→ **Required task 1**
According to the oscillator thread, what does Q1's base current peak at once RD limits it?
→ **Required task 2**
Print the oscillator thread from "As Q1's base" to "event will occur.".

In that simple version of the oscillator, both transistors are so heavily saturated at the start of the condition time that the duration of the conduction period is actually mostly determined by the charge storage time in both transistors, as you can see from this graph:
The green trace shows Q1B using the scale markings on the left. When conduction starts, it spikes at around +3V, but it rapidly trails off. The cyan trace shows Q1's base current, using the scale on the right, and as you can see, it falls to zero very quickly as well. The red trace, using the scale on the right, shows the Q1 collector current (and Q2 base current; they're the same). You can see that it doesn't start to fall until some time after Q1's base current has dropped to around zero.
This is caused by charge storage in Q1, and a similar effect can be seen due to charge storage in Q2 because the Q1B voltage (which is coupled to Q2C) doesn't start to fall immediately either. (Don't ask me to explain charge storage; I don't understand semiconductor physics.)
It's easier to understand the circuit when saturation in the transistors is reduced. To do this, I added a 10 kΩ resistor, RD, in series with CT, to limit the Q1 base current and Q1 saturation, and a 300Ω resistor, R1, to limit Q2's saturation. I had to increase RT to 1 MΩ and reduce CT to 330 pF to make the circuit oscillate at roughly the same frequency as before.
Here's the Q1B waveform:
... and here's a close-up of the active period, showing the Q1B voltage, Q1 base current, and Q1 collector current:
The red trace, Q1's collector current, starts to take off as Q1 begins to conduct (due to rising base voltage as CT charges through RT). This immediately causes conduction in Q2, and Q2C rises, coupling the increase back to Q1B and causing the bump in the cyan trace.
But now, Q1's base current (cyan trace) is limited by RD, and it peaks at only about 250 µA. This still saturates Q1 and its collector current (red trace) rises rapidly to about 6.5 mA.
As Q1's base current tapers off, Q1 falls out of saturation and its collector current (red trace) drops. A short time after it reaches zero, Q2 begins to turn OFF too, as evidenced by the rapid drop in the Q1B voltage (caused by the rapid fall in Q2C, coupled through CT).
With CT now charged with the Q1B side negative relative to the Q2C side, and Q2C pulled down to 0V by RL, Q1B is now negative and CT must charge in the other direction, through RT, before another conduction event will occur.
(also, the spike of Q1B voltage coincides with the start of LED flash right? just to confirm.)
Right.
i think i get the concept of astable multivibrator since that one has no steady state. but this 2Q relaxation oscillator has a possible steady state. am i right?
Yes, but it won't reach the steady state during normal operation. It will enter the stable state if CT is removed. That second circuit, with CT removed, stabilises at the following point:
Q1B voltage = 646 mV
Q1C and Q2B current = 714 µA
Q2C current = 112.9 mA
Q2C voltage = 1.13V

→ **Data rows**
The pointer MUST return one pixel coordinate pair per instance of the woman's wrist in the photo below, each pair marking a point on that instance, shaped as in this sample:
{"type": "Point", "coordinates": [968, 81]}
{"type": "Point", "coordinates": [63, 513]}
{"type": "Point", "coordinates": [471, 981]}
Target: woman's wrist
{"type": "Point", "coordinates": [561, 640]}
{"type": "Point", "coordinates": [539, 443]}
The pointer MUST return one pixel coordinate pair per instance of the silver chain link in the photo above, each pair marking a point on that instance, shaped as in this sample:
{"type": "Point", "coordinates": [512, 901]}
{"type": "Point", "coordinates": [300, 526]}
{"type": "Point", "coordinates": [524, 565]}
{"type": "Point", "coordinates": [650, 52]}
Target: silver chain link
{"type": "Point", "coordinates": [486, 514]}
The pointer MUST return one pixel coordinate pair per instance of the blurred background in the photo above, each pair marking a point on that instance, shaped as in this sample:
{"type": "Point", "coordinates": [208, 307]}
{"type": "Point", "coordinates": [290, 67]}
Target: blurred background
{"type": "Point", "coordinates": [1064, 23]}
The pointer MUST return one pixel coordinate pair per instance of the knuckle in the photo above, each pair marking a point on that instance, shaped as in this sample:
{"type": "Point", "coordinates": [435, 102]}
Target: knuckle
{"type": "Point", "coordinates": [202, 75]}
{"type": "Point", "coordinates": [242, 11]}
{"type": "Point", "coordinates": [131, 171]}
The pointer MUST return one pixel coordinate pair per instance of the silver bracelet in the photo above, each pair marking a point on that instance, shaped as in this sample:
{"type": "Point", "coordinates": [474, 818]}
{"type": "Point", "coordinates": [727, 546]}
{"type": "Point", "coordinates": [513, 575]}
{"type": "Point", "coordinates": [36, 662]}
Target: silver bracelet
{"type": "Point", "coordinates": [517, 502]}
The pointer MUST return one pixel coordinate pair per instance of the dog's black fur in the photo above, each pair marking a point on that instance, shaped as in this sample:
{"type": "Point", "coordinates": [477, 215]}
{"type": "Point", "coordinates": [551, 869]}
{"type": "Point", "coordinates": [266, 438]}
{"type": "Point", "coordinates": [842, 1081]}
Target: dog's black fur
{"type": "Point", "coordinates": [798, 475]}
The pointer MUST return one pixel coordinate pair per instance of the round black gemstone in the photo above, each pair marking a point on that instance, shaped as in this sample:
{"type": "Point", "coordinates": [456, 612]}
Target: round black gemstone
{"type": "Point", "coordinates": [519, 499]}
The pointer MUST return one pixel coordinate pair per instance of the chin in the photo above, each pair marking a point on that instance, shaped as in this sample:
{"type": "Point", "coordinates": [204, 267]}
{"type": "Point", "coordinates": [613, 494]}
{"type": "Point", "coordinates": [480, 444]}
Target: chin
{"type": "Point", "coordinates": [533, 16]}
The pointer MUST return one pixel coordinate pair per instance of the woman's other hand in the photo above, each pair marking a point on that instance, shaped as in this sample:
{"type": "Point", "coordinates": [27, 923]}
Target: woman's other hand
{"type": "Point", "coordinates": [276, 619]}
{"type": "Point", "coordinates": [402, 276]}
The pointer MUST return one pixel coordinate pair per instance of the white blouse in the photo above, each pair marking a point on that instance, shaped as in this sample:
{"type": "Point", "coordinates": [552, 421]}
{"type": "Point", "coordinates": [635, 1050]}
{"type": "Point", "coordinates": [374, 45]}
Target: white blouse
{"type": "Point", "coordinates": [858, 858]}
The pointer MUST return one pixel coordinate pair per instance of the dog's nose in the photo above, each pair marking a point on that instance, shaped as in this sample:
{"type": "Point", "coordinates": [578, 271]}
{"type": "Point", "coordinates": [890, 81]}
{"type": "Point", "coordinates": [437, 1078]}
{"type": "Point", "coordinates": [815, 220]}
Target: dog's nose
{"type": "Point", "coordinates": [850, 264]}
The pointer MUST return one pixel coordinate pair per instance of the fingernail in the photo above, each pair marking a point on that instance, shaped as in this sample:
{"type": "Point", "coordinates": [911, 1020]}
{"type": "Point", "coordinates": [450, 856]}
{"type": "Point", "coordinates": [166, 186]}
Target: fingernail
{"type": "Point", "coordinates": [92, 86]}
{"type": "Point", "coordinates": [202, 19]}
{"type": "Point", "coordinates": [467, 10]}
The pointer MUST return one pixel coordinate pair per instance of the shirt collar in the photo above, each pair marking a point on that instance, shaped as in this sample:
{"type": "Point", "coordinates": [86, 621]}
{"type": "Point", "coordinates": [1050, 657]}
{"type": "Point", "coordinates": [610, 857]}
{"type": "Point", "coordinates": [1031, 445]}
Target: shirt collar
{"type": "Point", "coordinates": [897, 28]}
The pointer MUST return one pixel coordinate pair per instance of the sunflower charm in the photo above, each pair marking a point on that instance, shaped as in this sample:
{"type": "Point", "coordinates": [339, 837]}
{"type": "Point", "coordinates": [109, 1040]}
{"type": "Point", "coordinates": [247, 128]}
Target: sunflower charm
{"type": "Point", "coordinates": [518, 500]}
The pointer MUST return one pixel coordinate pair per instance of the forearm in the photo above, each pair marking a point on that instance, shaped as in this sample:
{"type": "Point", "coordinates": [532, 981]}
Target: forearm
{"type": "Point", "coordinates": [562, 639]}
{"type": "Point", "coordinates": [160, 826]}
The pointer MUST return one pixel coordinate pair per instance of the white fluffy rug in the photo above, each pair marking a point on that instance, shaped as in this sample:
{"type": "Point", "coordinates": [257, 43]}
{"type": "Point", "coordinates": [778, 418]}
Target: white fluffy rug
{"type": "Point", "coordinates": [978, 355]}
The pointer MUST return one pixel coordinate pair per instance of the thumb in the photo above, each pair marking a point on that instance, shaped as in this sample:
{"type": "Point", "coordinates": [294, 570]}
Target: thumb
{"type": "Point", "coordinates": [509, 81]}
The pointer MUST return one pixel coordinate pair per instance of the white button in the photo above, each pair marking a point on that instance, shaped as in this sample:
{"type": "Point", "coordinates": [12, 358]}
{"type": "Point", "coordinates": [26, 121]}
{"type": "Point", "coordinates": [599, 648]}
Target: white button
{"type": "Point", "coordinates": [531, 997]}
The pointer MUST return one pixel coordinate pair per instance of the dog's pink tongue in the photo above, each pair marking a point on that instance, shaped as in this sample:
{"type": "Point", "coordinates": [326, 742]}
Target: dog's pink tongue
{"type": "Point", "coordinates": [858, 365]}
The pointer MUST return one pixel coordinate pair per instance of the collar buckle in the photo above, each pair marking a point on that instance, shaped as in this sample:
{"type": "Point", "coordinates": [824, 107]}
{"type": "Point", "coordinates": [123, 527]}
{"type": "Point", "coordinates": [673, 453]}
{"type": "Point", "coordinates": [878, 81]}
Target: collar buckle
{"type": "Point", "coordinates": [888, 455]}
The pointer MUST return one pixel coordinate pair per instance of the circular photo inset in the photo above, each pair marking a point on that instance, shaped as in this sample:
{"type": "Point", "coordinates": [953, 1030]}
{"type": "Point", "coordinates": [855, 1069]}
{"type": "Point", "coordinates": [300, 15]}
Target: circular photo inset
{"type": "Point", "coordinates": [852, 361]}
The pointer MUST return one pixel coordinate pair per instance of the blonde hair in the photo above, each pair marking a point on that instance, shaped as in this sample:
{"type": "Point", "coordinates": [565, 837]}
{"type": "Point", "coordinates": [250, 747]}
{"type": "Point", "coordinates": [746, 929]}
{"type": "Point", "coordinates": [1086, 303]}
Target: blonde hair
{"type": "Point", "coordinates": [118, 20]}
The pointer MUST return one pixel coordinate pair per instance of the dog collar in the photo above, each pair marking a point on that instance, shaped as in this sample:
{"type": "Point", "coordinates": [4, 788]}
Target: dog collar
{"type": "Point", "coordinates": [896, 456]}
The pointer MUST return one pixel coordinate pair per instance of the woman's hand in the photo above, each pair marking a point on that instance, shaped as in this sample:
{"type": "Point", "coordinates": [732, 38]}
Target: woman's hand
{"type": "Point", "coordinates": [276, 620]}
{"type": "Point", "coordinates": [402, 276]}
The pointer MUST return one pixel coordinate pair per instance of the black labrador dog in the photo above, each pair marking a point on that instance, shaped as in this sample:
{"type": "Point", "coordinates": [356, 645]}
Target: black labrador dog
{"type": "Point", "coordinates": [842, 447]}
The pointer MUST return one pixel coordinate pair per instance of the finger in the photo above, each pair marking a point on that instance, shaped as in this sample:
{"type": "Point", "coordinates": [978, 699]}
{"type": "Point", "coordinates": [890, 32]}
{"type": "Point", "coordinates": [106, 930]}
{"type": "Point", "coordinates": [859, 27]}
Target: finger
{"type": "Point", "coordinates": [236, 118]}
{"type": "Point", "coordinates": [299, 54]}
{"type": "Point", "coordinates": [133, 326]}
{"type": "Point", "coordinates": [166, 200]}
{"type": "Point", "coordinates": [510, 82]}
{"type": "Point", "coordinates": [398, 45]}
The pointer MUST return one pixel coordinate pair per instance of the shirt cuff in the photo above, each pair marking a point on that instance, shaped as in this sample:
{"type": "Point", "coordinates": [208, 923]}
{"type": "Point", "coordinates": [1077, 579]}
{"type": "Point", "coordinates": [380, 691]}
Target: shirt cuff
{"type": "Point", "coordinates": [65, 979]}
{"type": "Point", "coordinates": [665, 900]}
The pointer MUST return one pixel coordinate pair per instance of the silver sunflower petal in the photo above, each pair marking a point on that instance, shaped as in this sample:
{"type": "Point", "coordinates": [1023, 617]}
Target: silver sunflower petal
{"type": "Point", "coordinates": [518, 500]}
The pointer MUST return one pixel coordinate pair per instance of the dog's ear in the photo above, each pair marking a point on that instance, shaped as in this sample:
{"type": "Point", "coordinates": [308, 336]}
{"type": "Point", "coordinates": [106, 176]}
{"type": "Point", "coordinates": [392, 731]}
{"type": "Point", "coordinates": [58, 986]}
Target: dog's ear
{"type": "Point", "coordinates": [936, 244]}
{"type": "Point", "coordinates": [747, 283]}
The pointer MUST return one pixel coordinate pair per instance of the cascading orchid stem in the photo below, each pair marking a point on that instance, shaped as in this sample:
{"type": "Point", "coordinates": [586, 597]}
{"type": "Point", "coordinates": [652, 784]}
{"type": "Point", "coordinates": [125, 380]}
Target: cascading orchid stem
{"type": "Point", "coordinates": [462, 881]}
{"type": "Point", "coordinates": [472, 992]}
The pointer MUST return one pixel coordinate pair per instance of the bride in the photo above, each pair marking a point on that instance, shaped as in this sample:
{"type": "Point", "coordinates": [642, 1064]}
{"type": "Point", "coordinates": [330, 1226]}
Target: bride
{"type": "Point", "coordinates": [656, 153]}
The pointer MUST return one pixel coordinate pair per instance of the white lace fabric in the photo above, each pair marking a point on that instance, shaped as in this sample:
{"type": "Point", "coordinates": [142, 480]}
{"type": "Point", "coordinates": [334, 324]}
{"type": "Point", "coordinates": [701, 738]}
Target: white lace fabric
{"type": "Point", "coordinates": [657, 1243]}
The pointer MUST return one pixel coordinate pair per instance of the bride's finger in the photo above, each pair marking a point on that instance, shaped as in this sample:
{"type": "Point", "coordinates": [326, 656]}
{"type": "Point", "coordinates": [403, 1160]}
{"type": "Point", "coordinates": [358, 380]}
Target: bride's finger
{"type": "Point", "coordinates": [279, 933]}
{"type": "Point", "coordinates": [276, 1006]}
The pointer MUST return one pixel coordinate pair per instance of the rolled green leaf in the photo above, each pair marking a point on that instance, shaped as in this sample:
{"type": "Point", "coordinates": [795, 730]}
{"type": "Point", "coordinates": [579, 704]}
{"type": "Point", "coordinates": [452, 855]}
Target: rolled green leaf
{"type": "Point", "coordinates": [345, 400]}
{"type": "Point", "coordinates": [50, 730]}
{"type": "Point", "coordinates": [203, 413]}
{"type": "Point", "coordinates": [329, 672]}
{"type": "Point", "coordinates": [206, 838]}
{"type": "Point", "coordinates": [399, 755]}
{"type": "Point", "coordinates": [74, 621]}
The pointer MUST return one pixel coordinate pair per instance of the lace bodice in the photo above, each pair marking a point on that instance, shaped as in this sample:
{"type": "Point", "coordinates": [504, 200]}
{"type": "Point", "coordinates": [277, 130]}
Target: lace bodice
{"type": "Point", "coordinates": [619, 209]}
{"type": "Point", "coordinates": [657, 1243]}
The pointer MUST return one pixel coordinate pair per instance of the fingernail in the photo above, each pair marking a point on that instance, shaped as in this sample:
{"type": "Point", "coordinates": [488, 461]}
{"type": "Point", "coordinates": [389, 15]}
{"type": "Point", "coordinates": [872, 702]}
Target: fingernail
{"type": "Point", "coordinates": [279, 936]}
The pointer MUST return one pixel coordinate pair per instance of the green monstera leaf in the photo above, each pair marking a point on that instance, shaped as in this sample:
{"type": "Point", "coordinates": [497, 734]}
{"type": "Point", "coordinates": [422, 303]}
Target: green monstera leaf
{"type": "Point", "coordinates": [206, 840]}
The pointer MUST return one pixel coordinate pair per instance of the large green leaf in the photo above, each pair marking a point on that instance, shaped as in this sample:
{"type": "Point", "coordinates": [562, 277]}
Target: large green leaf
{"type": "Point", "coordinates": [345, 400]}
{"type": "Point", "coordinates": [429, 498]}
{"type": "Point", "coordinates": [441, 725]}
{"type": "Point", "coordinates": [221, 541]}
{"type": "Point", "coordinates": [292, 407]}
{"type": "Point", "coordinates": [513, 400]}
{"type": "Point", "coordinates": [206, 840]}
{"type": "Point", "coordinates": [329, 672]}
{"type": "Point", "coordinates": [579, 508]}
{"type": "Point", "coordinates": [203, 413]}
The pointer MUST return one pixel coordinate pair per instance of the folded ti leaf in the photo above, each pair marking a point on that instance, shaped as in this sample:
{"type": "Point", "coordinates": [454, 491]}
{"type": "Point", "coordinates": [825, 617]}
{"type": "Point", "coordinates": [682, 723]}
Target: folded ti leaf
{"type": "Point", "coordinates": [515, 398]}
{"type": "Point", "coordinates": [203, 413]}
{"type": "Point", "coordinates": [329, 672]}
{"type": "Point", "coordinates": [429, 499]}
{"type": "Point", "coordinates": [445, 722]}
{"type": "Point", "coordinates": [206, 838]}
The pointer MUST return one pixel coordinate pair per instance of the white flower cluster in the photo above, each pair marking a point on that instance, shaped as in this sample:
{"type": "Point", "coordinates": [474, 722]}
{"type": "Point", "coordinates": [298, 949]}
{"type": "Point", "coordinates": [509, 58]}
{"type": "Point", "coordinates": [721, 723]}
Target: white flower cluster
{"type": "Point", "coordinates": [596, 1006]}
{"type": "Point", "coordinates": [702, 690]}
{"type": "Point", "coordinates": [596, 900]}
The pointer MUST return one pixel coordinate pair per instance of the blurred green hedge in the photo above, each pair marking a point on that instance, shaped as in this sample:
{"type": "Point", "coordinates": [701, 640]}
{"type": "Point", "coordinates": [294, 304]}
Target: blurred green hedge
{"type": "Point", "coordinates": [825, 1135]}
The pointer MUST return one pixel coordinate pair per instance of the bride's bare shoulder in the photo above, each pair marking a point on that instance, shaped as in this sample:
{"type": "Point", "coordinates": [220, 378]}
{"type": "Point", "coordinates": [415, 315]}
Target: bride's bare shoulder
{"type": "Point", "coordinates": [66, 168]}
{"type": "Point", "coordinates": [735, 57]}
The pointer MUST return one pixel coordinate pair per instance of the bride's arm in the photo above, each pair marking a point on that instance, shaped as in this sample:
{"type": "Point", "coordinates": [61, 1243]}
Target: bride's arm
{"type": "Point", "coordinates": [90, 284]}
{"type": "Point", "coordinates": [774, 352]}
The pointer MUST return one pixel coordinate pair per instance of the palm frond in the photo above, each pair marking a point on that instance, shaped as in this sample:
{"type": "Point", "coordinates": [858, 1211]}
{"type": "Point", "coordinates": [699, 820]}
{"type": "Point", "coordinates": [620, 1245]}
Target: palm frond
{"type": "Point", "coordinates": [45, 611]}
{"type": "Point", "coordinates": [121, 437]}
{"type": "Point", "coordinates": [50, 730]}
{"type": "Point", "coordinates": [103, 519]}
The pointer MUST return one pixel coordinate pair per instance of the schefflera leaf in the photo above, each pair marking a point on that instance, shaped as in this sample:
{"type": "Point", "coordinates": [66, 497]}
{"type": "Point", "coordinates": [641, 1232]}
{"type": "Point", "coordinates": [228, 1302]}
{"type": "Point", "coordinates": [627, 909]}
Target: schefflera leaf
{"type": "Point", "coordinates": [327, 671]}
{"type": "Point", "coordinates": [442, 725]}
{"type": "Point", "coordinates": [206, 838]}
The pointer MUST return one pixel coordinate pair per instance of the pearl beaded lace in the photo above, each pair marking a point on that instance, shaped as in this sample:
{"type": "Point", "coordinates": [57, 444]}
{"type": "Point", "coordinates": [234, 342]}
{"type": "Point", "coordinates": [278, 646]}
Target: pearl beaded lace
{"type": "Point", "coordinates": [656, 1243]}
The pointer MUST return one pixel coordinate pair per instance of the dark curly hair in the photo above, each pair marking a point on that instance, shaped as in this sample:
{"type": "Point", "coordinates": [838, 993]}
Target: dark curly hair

→ **Full solution 1**
About 250 µA.

→ **Full solution 2**
As Q1's base current tapers off, Q1 falls out of saturation and its collector current (red trace) drops. A short time after it reaches zero, Q2 begins to turn OFF too, as evidenced by the rapid drop in the Q1B voltage (caused by the rapid fall in Q2C, coupled through CT).
With CT now charged with the Q1B side negative relative to the Q2C side, and Q2C pulled down to 0V by RL, Q1B is now negative and CT must charge in the other direction, through RT, before another conduction event will occur.